§ ABOUT THIS EXERCISE: Give the whole listing below once more, exactly, without pictures.
** INFORMATION SHOWN follows **
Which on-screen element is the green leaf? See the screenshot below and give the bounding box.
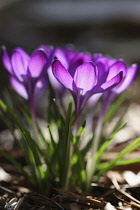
[104,93,126,123]
[97,159,140,170]
[0,99,7,111]
[0,98,46,187]
[60,100,73,189]
[95,123,127,165]
[114,158,140,166]
[48,124,57,149]
[72,143,86,187]
[98,137,140,177]
[73,120,86,144]
[81,137,93,157]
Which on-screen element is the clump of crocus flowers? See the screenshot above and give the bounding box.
[0,45,139,193]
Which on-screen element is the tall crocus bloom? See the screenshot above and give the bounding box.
[86,56,138,190]
[2,46,49,104]
[47,47,88,89]
[2,46,49,141]
[48,48,92,107]
[92,54,138,118]
[101,61,138,136]
[104,63,138,101]
[52,59,122,114]
[93,55,138,139]
[92,54,138,102]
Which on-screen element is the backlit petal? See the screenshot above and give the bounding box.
[11,51,28,81]
[52,60,73,91]
[48,66,63,91]
[101,71,122,91]
[54,48,68,69]
[74,62,97,93]
[69,53,91,77]
[13,47,30,71]
[96,62,107,85]
[28,50,47,78]
[115,64,138,94]
[2,47,12,74]
[107,61,126,81]
[10,76,28,99]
** End of INFORMATION SHOWN **
§ WRITTEN ANSWER:
Which on-screen element is the green leaf? See the screenshot below and give the bounding box.
[104,93,126,123]
[97,159,140,170]
[0,99,7,111]
[0,98,46,187]
[60,100,73,189]
[95,123,127,165]
[114,158,140,166]
[48,124,57,149]
[72,143,86,187]
[98,137,140,177]
[73,120,86,144]
[81,137,93,157]
Which on-screen element is the clump of crocus flowers? See the screenshot above and give the bounding box.
[0,45,139,193]
Which on-screen element is the tall crocus bloom? See the screenshot above and give the bounding box.
[86,56,138,190]
[2,46,49,104]
[47,47,88,89]
[2,46,49,141]
[48,48,92,107]
[92,54,138,118]
[101,61,138,136]
[104,63,138,101]
[52,59,122,114]
[93,55,138,139]
[92,54,138,102]
Which on-screen element is the backlit petal? See the screenshot above and give the bounding box.
[11,51,28,81]
[52,60,73,91]
[48,66,63,91]
[101,71,122,91]
[54,48,68,69]
[74,62,97,93]
[69,53,91,77]
[13,47,30,71]
[96,62,107,85]
[28,50,47,78]
[115,64,138,94]
[2,47,12,74]
[107,61,126,81]
[10,76,28,99]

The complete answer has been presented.